* Source text *

|---|

The method and the associated errors have been 
described in detail by Hauchecorne and Chanin 
(1980). More recently a description of the 
instrumental errors sources and biais have been 
reported by  Keckhut et al.
(1993). The channel providing the highest 
sensitivity (upper altitude range) is corrected 
for non-linearity effects in assuming an 
exponential function of the number of shots and 
in considering the channel for low altitudes as a
reference. The signal-induced noise (SIN) is 
considerably reduced using electronic gating, but 
still can be identified from the very low mean 
background noise. To estimate the background 
noise and the SIN, a model backscattered signal 
is constructed by normalising the CIRA model to 
the experimental data at 40 km. By subtracting 
this model signal from the real bacscattered 
signal, a  first estimate of the SIN is obtained.

|---|

* Dataset excerpts *

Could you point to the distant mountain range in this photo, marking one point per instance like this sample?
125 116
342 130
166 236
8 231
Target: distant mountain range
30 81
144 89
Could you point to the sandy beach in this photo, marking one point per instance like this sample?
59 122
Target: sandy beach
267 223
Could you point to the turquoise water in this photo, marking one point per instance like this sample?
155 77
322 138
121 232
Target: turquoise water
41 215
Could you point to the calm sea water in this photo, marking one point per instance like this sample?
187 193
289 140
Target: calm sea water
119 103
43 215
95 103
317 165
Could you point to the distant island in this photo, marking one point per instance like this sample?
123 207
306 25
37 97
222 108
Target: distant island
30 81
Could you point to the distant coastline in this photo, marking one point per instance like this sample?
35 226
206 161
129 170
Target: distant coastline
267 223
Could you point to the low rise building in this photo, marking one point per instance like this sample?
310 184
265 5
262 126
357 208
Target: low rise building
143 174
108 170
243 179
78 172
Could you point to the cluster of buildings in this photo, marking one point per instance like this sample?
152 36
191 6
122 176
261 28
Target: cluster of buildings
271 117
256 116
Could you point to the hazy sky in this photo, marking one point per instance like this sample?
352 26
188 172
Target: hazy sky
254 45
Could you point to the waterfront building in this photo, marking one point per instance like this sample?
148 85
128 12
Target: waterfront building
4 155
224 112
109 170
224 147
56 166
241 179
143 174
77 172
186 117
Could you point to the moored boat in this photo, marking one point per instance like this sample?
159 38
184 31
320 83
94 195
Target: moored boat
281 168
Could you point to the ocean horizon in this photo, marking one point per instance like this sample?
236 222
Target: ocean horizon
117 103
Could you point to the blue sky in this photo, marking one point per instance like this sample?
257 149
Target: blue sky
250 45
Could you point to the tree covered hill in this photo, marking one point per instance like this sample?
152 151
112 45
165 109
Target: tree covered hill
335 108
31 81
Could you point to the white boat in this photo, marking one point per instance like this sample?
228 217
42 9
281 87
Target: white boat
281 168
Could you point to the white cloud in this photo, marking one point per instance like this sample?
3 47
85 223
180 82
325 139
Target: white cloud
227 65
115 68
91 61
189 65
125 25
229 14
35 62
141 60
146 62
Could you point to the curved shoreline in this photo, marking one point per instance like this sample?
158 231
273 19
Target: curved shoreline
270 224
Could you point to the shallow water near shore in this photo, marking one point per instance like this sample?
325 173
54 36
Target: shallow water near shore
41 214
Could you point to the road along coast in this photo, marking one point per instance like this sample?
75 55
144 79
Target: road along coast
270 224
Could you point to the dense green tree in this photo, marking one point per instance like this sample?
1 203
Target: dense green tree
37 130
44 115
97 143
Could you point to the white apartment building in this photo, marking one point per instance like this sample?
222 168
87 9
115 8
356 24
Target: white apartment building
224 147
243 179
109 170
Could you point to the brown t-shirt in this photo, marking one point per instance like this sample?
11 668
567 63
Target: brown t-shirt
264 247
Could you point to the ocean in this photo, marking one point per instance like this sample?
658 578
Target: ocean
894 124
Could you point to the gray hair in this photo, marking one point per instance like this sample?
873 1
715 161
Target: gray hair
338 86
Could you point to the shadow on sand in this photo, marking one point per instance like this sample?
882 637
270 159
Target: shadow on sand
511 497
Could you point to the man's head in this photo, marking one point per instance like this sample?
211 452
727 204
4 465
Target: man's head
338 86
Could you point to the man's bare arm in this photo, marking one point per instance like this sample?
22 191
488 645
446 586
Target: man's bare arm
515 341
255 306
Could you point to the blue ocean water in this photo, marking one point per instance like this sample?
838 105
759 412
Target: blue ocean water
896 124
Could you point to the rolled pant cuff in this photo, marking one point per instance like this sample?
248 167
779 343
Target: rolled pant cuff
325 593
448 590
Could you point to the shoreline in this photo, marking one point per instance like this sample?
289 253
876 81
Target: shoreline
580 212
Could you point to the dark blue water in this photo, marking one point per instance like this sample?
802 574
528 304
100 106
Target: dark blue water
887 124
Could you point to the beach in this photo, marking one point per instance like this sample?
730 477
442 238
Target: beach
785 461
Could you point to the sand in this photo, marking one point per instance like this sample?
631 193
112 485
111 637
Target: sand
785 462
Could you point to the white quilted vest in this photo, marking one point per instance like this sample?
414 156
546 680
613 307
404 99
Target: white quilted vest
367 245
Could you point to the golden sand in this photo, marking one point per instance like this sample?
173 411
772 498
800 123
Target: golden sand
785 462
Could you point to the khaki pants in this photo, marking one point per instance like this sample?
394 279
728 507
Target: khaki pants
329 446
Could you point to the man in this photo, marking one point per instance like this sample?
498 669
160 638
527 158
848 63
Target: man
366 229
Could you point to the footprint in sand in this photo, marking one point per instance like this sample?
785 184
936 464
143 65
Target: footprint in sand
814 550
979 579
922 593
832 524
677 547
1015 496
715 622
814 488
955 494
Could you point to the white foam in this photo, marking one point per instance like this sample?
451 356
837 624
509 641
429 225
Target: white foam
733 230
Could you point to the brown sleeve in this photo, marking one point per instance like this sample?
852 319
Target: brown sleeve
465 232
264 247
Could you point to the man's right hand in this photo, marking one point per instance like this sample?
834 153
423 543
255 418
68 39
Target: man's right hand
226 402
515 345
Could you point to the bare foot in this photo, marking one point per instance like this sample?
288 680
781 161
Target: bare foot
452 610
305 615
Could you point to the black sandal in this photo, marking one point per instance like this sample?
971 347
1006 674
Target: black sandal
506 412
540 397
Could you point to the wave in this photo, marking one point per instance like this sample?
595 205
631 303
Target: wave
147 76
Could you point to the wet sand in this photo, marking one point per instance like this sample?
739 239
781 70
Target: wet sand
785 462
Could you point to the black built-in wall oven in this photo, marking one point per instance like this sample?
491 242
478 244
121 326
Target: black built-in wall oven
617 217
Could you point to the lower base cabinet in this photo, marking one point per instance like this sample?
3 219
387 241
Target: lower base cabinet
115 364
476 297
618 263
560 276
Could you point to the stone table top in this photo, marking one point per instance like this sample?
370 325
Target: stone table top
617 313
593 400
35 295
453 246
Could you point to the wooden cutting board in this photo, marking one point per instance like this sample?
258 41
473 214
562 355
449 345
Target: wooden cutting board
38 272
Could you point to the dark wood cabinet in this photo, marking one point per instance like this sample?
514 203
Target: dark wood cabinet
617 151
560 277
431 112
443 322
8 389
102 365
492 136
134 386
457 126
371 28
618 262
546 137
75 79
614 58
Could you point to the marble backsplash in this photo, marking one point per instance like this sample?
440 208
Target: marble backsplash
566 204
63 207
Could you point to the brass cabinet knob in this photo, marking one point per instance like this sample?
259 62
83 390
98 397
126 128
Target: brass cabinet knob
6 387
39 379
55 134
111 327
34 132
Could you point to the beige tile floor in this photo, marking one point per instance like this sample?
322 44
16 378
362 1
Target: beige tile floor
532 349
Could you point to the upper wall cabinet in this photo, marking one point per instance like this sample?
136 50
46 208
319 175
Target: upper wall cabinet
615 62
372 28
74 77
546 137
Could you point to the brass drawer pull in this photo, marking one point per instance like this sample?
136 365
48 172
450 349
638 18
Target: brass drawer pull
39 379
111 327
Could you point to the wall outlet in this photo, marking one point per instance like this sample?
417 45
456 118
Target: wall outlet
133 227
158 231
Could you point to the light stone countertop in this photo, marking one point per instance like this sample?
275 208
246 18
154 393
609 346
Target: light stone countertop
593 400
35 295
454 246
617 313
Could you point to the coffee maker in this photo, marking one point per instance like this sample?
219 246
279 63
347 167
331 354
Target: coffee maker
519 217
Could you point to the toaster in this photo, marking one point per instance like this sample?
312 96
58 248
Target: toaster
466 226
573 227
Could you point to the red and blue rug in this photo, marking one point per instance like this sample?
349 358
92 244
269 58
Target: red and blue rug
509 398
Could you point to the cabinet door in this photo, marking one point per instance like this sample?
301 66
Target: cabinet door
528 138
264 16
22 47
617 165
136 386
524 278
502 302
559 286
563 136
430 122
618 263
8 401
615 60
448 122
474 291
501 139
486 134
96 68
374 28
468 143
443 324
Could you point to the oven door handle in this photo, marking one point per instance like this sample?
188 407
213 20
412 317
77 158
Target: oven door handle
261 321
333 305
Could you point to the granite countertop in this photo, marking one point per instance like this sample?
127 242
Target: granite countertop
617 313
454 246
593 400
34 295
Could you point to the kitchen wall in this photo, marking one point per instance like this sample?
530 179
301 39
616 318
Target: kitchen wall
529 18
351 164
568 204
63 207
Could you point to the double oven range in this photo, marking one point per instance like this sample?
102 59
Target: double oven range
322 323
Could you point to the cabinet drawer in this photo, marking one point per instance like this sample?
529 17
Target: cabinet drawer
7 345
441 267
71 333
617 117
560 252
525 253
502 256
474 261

|---|

* Set of tasks *
**a)** In the passage on lidar signal corrections, at what altitude is the CIRA model normalized to the experimental data?
**b)** Pick up the passage on lidar signal corrections after its final sentence and extend it by a few sentences in the same technical style.

* Results for the exercise *
**a)** At 40 km.

**b)**
For the altitude range where the backscattered 
signal is small compare to the noise, a quadratic 
fit of the estimated noise  is calculated. This 
noise function is then extrapolated back to lower 
altitudes and subtracted from the data. 
Computation of temperature profiles requires a 
pressure initialisation. Instead of assuming that 
the pressure at the top of the profile is equal 
to the value given by the standard atmosphere 
model, the scale height of the pressure (which is 
directly related to the temperature) is ajusting 
on the atmospheric model. Part of the actual 
algorithm  can be found in Keckhut et al. (1993) 
and in Singh et al. (1996). Up to now temperature 
processing has used version 5 of the algorithm 
which is a MATHLAB version of the version V4 used 
at OHP (for detailled see OHP metafile)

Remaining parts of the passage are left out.